--- TO DO ---
Transcribe the entries that follow, word for word.

--- STORED DATA ---
• • •

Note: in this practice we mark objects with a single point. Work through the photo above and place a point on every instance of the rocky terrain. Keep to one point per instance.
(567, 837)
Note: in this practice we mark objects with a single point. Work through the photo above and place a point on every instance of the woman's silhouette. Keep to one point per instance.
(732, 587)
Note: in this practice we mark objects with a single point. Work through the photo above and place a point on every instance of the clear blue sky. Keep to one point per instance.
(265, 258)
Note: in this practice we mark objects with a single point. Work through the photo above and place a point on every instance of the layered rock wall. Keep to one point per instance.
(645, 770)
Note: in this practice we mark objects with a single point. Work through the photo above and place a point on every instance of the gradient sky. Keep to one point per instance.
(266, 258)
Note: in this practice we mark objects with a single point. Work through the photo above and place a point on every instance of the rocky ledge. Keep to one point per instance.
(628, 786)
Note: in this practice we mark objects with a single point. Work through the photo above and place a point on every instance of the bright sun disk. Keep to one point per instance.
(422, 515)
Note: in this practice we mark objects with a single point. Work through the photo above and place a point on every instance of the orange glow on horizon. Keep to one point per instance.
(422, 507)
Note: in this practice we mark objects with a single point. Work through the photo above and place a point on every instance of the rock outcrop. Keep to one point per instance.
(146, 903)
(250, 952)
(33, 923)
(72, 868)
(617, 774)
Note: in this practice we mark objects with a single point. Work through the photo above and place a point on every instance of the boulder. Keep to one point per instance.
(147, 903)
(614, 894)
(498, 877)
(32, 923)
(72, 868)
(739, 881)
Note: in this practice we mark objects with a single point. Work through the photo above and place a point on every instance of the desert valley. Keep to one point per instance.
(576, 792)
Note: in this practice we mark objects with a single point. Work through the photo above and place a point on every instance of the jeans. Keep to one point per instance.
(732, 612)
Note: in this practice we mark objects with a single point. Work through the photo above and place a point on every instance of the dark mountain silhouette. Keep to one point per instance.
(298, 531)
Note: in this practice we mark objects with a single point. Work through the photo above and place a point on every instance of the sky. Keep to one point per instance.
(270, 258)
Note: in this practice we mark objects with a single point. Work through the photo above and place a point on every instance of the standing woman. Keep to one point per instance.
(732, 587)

• • •

--- ANSWER TO THIS TASK ---
Note: in this practice we mark objects with a single point. Work through the photo above and place a point on every instance of the rocky terrain. Keep to one point per instance.
(567, 837)
Note: in this practice we mark objects with a single point. Work through the photo above and place a point on every instance of the woman's silhouette. Keep to one point per instance.
(732, 587)
Note: in this practice we mark objects with a single point. Work through the photo above and place a point on every instance of the clear blue sky. Keep to one point per instance.
(265, 258)
Note: in this practice we mark objects with a single point. Work through the photo above and place a point on every instance of the layered rock wall. Keep to one point per instance.
(645, 770)
Note: in this practice we mark objects with a single point. Work through the photo above and place a point on every instance of the gradient sky. Keep to one point per instance.
(266, 258)
Note: in this practice we mark objects with a single point. Work through the photo above and place a point on every instance of the rocky ledge. Keep to one point per instance.
(628, 786)
Note: in this practice we mark objects with a single point. Work through the photo above and place a point on every instance of the bright sun disk. Keep to one point per instance.
(422, 515)
Note: in this practice we mark objects with a single point. Work through the photo above and place a point on every instance of the orange glow on horizon. Keep to one point per instance.
(422, 507)
Note: in this practice we mark objects with a single point. Work through the photo above and place a point on every instance of the rock outcrop. Keep to one point per instance.
(146, 903)
(250, 952)
(33, 923)
(72, 868)
(617, 774)
Note: in this practice we mark objects with a single point. Work through the photo above and place a point on every instance of the boulder. Keep to one point per instance.
(147, 903)
(614, 894)
(498, 877)
(32, 923)
(72, 868)
(739, 881)
Note: in this practice we mark objects with a single point. Work through the photo above and place a point on every instance of the desert valley. Keep to one point per instance.
(576, 792)
Note: in this practice we mark objects with a single point. Work through the photo above and place a point on every instance of the jeans. Keep to one point per instance.
(732, 612)
Note: in this practice we mark objects with a single point. Work through the photo above and place a point on every instance of the dark mountain silhouette. Keep to one point per instance.
(298, 531)
Note: in this practice we mark objects with a single point. Work through the photo above and place a point on every instance of the sky. Keep to one point per instance.
(270, 258)
Note: in this practice we mark objects with a single point. Work through the photo above and place a point on every instance of the standing woman. Keep to one point per instance.
(732, 587)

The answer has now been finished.